**Questions**
- 1) Answer these from the passage on paper-based government information:
(a) What printed guide did the IRS eliminate in 2015?
(b) What share of the public comments sent to the SEC about its proposed rule were opposed?
(c) What percent of seniors do not own a computer?
- 2) Swap "rural communities" for "small towns" in the passage on paper-based government information, and write out the part that begins at the words "The government’s rush" and stops after "documentation of transactions.".

**Passage**
★ ★ ★ ★
AF&PA believes the public should be able to choose the manner in which they receive information and services from the government and not be forced into a digital-only delivery option. Paper and digital formats work together to deliver information to consumers and citizens. In the private sector, many companies use both forms of information delivery to reach the greatest number of people in the most effective way. People who wish to receive paper-based communications and documentation should not be forced to either use digital delivery or forgo the information or service.

AF&PA urges members of Congress to protect individual choice in the manner in which they access government information and services.

Paper-based communications are critically important for millions of Americans.

  • Federal agencies should not eliminate a paper option without a cost-benefit analysis taking into account the costs and benefits to society and the government.
  • Federal agencies should provide adequate public notice to people affected by proposed elimination of a paper option, allowing ample opportunity to provide input and taking public comments into account before making a final decision.
  • Federal agencies proposing the elimination of a paper option must ensure safeguards are put into place to protect personal information from identity theft or fraud before requiring a digital-only option.
  • Government proposals to reduce or eliminate a paper option should not impose discriminatory fees for access to paper information or services.
  • Government policies should not require the public to “opt-in” to continue receiving government information and services in paper format, or use “implied consent” (i.e. requires no action by the consumer) as permission to switch information delivery from paper to digital format.

Increasingly, government is denying individuals’ access to paper-based versions of important federal information and services, without congressional oversight or public input.

Federal agencies are eliminating services and communications such as social security documents, tax documents and forms, prescription drug labels, investment documents, and savings bonds in paper formats, forcing Americans to digital-only access for critical information.

  • The Food and Drug Administration is seeking to eliminate printed pharmaceutical labeling in favor of digital-only access to prescription drug information.
  • In 2015, the IRS eliminated the printed Tax Guide for Individuals, also known as Publication 17. Previously available for free at U.S. Post Offices and in public libraries, Publication 17 is now only available online or for purchase through the Government Publishing Office, which charges $10.
  • The Securities and Exchange Commission issued a Proposed Rule that would eliminate the current requirement for mutual fund companies to transmit financial information to investors in paper format.
    • 92 percent of the 965 public comments submitted to the SEC about this rule were opposed
  • In January 2017, the Social Security Administration (SSA) suspended mailing paper statements to citizens under the age of 60 without any public input. This effectively defaults those citizens to digital-only access of their information.

The government’s rush to digitize is shortsighted, leaving many people without a viable option.

  • Such policies discriminate against millions of Americans, many of whom are in rural communities and/or low income households – 45 percent of seniors do not own a computer and 30 percent of citizens do not have online access at home.
  • Many Americans lack computer skills, have concerns about online security, and prefer to have paper documentation of transactions.
★ ★ ★ ★
**Data section**
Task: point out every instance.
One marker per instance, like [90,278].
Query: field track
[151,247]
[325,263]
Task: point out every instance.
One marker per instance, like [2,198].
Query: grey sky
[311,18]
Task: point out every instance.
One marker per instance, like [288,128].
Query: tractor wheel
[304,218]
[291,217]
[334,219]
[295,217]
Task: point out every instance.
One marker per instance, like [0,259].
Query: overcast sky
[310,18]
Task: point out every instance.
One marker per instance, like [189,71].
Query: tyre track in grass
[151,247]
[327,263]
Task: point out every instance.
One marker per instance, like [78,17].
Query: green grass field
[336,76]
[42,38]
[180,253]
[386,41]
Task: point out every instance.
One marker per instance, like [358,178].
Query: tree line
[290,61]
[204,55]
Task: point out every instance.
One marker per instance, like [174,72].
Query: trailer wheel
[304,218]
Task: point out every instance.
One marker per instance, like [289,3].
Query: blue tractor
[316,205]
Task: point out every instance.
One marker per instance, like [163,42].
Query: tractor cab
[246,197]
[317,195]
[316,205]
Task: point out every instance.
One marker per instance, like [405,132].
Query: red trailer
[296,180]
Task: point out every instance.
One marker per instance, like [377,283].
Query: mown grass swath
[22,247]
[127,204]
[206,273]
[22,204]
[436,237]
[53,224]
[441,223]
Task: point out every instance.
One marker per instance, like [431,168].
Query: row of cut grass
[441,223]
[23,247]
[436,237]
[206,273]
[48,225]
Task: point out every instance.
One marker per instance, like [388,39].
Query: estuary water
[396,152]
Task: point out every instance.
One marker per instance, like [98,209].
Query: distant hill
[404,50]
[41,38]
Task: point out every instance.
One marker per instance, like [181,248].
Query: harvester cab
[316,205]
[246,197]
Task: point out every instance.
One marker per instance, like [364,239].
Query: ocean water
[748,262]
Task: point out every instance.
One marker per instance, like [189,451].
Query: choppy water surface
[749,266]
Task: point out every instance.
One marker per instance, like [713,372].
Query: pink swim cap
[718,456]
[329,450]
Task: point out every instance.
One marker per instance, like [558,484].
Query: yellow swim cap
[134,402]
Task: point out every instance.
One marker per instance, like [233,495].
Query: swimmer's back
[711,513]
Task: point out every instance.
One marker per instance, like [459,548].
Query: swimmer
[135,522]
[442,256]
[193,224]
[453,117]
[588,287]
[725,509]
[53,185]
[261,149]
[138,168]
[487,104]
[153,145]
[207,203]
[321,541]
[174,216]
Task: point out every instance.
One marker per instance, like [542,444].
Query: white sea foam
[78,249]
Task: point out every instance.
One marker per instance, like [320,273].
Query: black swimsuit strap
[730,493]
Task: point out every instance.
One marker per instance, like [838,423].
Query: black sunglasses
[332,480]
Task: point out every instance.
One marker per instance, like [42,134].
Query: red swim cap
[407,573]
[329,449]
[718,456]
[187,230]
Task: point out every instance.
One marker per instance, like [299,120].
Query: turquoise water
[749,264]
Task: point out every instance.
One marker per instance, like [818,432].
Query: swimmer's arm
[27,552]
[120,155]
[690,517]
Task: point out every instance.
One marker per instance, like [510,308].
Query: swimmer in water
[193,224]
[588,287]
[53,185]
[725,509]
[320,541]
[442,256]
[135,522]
★ ★ ★ ★
**Solutions per task**
- 1)
(a) The printed Tax Guide for Individuals, also known as Publication 17.
(b) 92 percent of the 965 public comments.
(c) 45 percent.

- 2)
The government’s rush to digitize is shortsighted, leaving many people without a viable option.

  • Such policies discriminate against millions of Americans, many of whom are in small towns and/or low income households – 45 percent of seniors do not own a computer and 30 percent of citizens do not have online access at home.
  • Many Americans lack computer skills, have concerns about online security, and prefer to have paper documentation of transactions.